=== Section Start ===

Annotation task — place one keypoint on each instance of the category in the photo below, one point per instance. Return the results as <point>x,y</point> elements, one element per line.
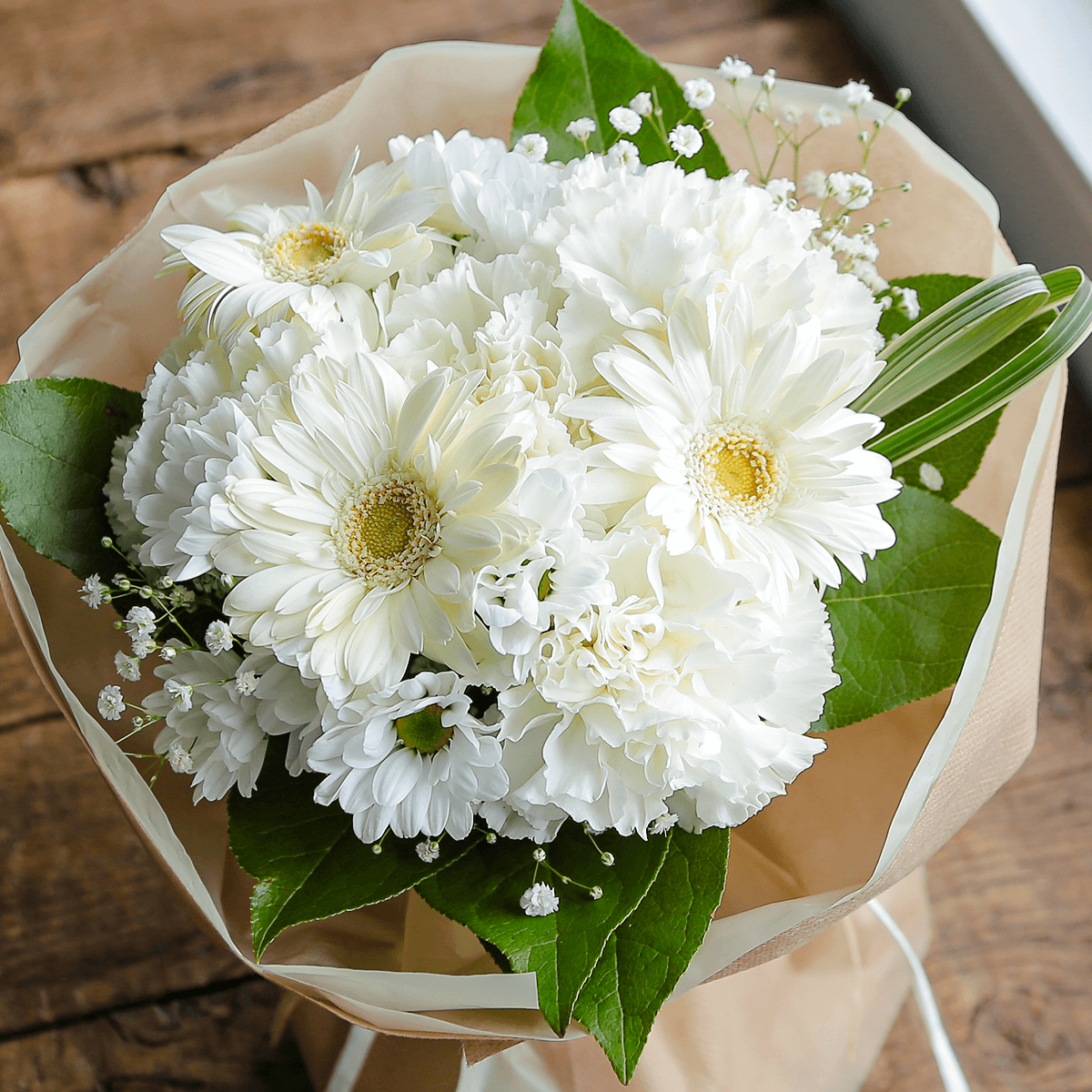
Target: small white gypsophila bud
<point>179,758</point>
<point>582,128</point>
<point>856,93</point>
<point>733,68</point>
<point>780,188</point>
<point>792,114</point>
<point>429,851</point>
<point>625,120</point>
<point>932,479</point>
<point>850,189</point>
<point>685,141</point>
<point>533,146</point>
<point>140,622</point>
<point>218,637</point>
<point>128,667</point>
<point>180,693</point>
<point>540,900</point>
<point>814,183</point>
<point>94,592</point>
<point>110,703</point>
<point>246,682</point>
<point>623,153</point>
<point>699,93</point>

=== Section End ===

Task brief: The records above are to be restated word for word, excluding all pictures.

Task result:
Annotation task — place one keypoint on each instance of the category in the photo below, one point per instance. Return the results as <point>x,y</point> elements, one element per line.
Target: small white gypsophila bud
<point>179,758</point>
<point>582,128</point>
<point>856,93</point>
<point>733,68</point>
<point>780,188</point>
<point>792,114</point>
<point>429,851</point>
<point>625,120</point>
<point>932,479</point>
<point>850,189</point>
<point>685,141</point>
<point>533,146</point>
<point>140,622</point>
<point>218,637</point>
<point>128,667</point>
<point>180,693</point>
<point>540,900</point>
<point>814,183</point>
<point>94,592</point>
<point>110,703</point>
<point>246,682</point>
<point>623,153</point>
<point>699,93</point>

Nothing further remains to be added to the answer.